_What you should do_: Rewrite the data below so that "highlight review" takes the place of "replay annotation" everywhere, keeping every other part unchanged.

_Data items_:

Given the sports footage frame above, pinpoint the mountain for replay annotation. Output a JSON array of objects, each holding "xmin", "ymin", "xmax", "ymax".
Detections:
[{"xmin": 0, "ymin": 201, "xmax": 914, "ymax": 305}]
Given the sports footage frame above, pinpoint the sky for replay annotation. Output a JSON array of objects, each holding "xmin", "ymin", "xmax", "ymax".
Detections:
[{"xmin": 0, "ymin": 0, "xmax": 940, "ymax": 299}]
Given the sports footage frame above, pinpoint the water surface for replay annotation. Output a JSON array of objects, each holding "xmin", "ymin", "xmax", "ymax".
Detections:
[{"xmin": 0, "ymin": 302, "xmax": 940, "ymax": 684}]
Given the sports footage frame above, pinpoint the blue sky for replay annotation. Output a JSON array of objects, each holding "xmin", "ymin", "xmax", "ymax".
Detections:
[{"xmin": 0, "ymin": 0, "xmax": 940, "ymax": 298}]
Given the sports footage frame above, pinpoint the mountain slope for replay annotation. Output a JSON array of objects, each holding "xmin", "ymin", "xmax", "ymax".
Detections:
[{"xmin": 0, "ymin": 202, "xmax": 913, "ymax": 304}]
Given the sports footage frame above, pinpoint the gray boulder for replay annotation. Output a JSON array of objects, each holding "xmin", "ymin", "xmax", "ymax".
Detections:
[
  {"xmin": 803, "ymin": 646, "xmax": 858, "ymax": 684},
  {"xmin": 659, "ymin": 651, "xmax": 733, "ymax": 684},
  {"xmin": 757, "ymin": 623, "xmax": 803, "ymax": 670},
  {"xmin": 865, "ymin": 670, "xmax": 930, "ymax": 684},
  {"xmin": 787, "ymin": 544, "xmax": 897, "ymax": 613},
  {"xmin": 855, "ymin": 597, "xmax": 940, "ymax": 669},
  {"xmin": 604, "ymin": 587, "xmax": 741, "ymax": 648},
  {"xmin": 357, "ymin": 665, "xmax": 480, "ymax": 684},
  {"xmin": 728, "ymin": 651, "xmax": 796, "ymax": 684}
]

_Solution for this problem_:
Given the sports footage frame above, pinpoint the mountain for highlight review. Output a JSON array of objects, each holding "xmin", "ymin", "xmax", "ymax".
Detections:
[{"xmin": 0, "ymin": 201, "xmax": 914, "ymax": 305}]
Given the sports footage frame above, pinpoint the sky for highlight review. Output a JSON array of objects, each holding "xmin", "ymin", "xmax", "ymax".
Detections:
[{"xmin": 0, "ymin": 0, "xmax": 940, "ymax": 299}]
Given the sports footage frame above, pinpoint the water surface for highlight review. Output a JSON array of objects, each holding "xmin", "ymin", "xmax", "ymax".
Detections:
[{"xmin": 0, "ymin": 302, "xmax": 940, "ymax": 684}]
Given the sports footage frame above, pinpoint the blue sky for highlight review. Output a JSON array of objects, each holding "xmin", "ymin", "xmax", "ymax".
Detections:
[{"xmin": 0, "ymin": 0, "xmax": 940, "ymax": 298}]
Given the sports footage frame above, pinpoint the mountain slope for highlight review. Output a JSON array of objects, each holding "xmin", "ymin", "xmax", "ymax".
Detections:
[{"xmin": 0, "ymin": 202, "xmax": 913, "ymax": 304}]
Given the sports footage frame above, pinpoint the gray boulder for highlight review. Output a JSON array of objects, each holding "xmin", "ymin", "xmax", "ymax".
Detections:
[
  {"xmin": 803, "ymin": 646, "xmax": 858, "ymax": 684},
  {"xmin": 659, "ymin": 651, "xmax": 733, "ymax": 684},
  {"xmin": 757, "ymin": 623, "xmax": 803, "ymax": 670},
  {"xmin": 865, "ymin": 670, "xmax": 930, "ymax": 684},
  {"xmin": 787, "ymin": 544, "xmax": 897, "ymax": 613},
  {"xmin": 855, "ymin": 597, "xmax": 940, "ymax": 669},
  {"xmin": 604, "ymin": 587, "xmax": 741, "ymax": 648},
  {"xmin": 357, "ymin": 665, "xmax": 480, "ymax": 684},
  {"xmin": 728, "ymin": 651, "xmax": 796, "ymax": 684}
]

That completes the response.